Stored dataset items
• • •

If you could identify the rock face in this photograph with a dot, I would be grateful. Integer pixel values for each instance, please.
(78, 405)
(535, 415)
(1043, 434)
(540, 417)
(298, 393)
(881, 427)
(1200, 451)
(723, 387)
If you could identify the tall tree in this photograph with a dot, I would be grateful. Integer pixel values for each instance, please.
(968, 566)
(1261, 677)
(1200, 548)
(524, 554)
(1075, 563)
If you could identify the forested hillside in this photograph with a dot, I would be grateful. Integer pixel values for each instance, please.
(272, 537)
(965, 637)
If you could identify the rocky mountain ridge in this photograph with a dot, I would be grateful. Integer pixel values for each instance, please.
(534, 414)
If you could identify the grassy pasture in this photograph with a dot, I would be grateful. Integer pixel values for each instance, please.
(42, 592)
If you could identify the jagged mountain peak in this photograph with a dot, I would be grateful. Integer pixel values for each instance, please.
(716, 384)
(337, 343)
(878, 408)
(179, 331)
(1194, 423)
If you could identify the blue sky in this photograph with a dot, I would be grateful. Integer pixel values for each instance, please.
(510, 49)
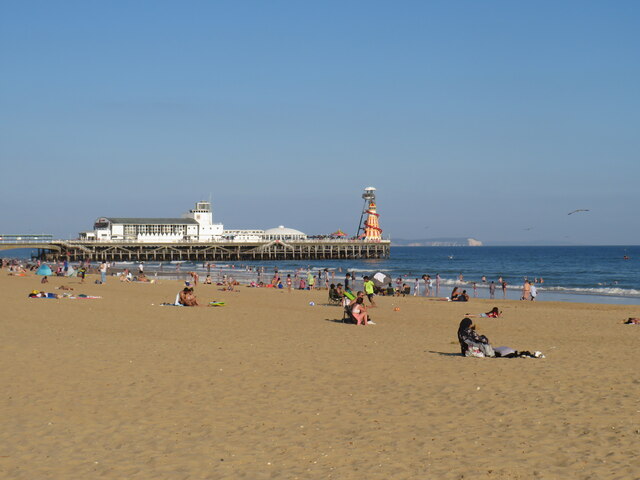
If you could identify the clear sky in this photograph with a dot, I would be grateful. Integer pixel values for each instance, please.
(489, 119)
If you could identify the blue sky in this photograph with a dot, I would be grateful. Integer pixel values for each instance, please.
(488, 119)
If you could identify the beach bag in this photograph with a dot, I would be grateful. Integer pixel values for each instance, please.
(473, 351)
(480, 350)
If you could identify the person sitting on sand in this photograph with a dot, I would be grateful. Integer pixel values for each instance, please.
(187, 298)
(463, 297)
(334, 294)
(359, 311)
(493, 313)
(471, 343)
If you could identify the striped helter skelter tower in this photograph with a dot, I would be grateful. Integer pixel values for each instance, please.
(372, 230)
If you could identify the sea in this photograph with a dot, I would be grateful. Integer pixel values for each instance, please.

• • •

#### Activity:
Write out the data precisely as given, excluding the pictures.

#### Task solution:
If you could identify the rock face in this photograph with a dot, I would be grateful. Integer pixel values for each instance, please.
(78, 405)
(535, 415)
(1043, 434)
(540, 417)
(298, 393)
(881, 427)
(1200, 451)
(723, 387)
If you could identify the tall tree in this photograph with a dot, I would be grateful. Integer pixel values for each instance, please.
(968, 566)
(1261, 677)
(1200, 548)
(524, 554)
(1075, 563)
If you could identify the forested hillside in this photograph with a dot, I would be grateful. Integer pixel values for each instance, please.
(272, 537)
(965, 637)
If you could identify the rocky mountain ridge in this photograph with a dot, I would be grateful. Integer pixel values for each instance, please.
(534, 414)
If you could identify the grassy pasture in this photograph with a dot, I would be grateful. Integer pixel values for each instance, please.
(42, 592)
If you could identify the jagged mountain peak in this photograph with a dot, I would be grateful. Integer pixel values for each instance, please.
(716, 384)
(337, 343)
(878, 408)
(179, 331)
(1194, 423)
If you could identify the blue sky in this photograph with a dot, I would be grateful. Integer pixel values for each instance, please.
(510, 49)
If you could identify the clear sky in this photograph with a dot, I would be grateful. Integer pixel values for each instance, please.
(489, 119)
If you could identify the blue sky in this photograph with a dot, I would be grateful. Integer pixel values for each instance, please.
(488, 119)
If you could identify the beach bag in this photograph with a dot, I would be grateful. Integer pixel values for each instance, please.
(473, 351)
(480, 350)
If you could identify the person sitting on sand in this photograph with a dot, I would be grateful. Integer pixel values for each instance, please.
(187, 298)
(463, 297)
(334, 294)
(359, 311)
(493, 313)
(471, 343)
If you could identify the striped helter skelter tower in this photograph with a dot, I would be grateful. Integer pixel values for each instance, please.
(372, 230)
If you could identify the sea in this photograph with a dot, I would be grateful. Integer pixel values for each instance, please.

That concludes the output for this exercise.